=== Input data ===
== Segment start ==
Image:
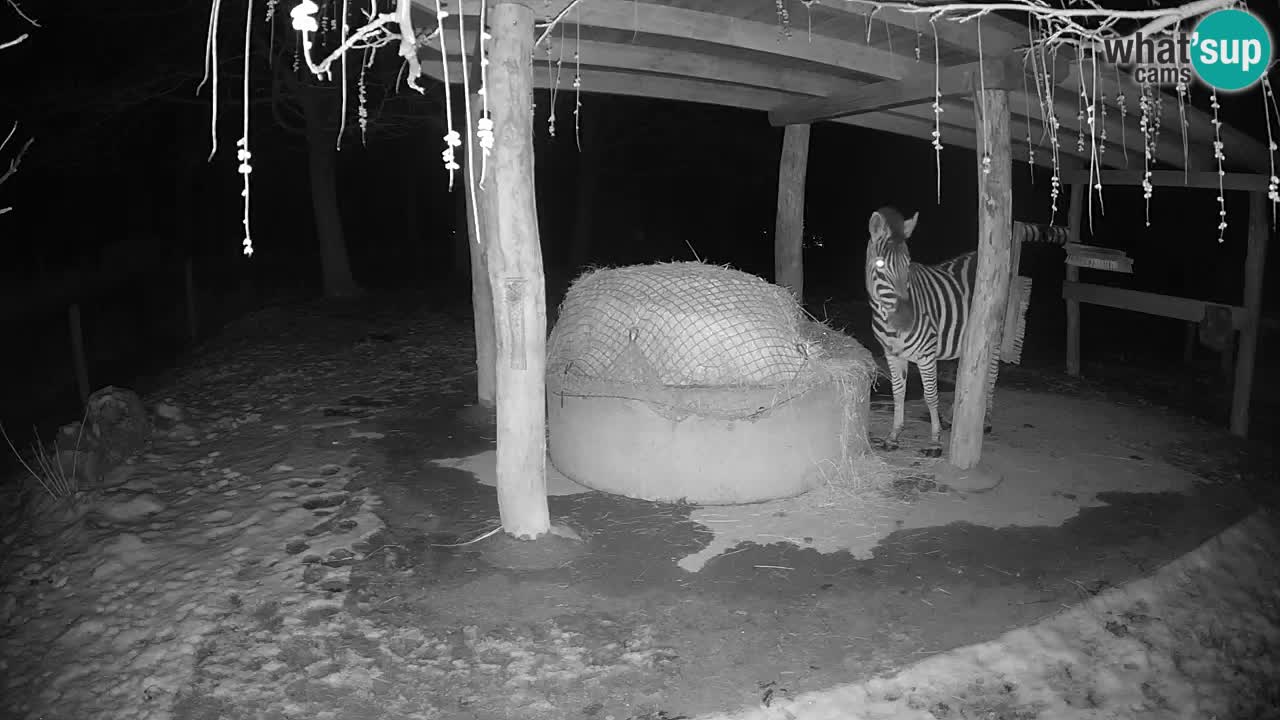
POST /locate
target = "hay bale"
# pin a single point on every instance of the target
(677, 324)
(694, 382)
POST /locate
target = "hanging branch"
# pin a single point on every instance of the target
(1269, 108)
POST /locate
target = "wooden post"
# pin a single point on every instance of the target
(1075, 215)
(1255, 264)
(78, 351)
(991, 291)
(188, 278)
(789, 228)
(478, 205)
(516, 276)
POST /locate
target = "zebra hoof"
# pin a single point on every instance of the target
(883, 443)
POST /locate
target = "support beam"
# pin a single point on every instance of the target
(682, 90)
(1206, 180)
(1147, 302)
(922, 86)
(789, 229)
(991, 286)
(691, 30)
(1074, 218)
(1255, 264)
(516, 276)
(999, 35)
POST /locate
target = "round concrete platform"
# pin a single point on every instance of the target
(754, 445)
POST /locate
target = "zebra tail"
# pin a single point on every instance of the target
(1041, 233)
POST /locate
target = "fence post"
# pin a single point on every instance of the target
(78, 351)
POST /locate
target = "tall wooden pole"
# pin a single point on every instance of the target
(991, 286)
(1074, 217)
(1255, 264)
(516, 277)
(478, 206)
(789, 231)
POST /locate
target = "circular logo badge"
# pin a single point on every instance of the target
== Segment end ==
=== Requirement ===
Transcribe the whole listing exactly. Pictures stay out of your copy.

=== Response to the exercise ===
Image:
POST /locate
target = "hay bale"
# pin a single point on every instance of the target
(677, 324)
(694, 382)
POST /locate
target = "hanging branch"
# pin a single point on every instance of the target
(1269, 108)
POST /locate
target = "wooden post"
# pin a single point on every instance of the target
(1075, 215)
(1255, 264)
(78, 351)
(991, 291)
(188, 278)
(789, 228)
(478, 205)
(516, 276)
POST /locate
target = "zebra hoof"
# pin a single point on every instance of the target
(883, 443)
POST /locate
target = "support beam"
# pin a single point on every instance of the target
(682, 90)
(1206, 180)
(1147, 302)
(922, 86)
(789, 229)
(991, 286)
(691, 30)
(1074, 218)
(1255, 264)
(516, 276)
(999, 35)
POST /locate
target = "round concrete platform"
# pin a single point on every instance of the target
(754, 445)
POST /locate
target = "zebra tail"
# pin a single point on every instance of the target
(1041, 233)
POST /locate
target = "fence post"
# pin a single point on every instance of the target
(78, 351)
POST /locate
target = "tall wooden pole"
# pin a single point on every instance of the target
(991, 286)
(1074, 217)
(1255, 264)
(516, 277)
(478, 206)
(789, 231)
POST /locate
target = "circular logo badge"
# pin a single point on every instance of the target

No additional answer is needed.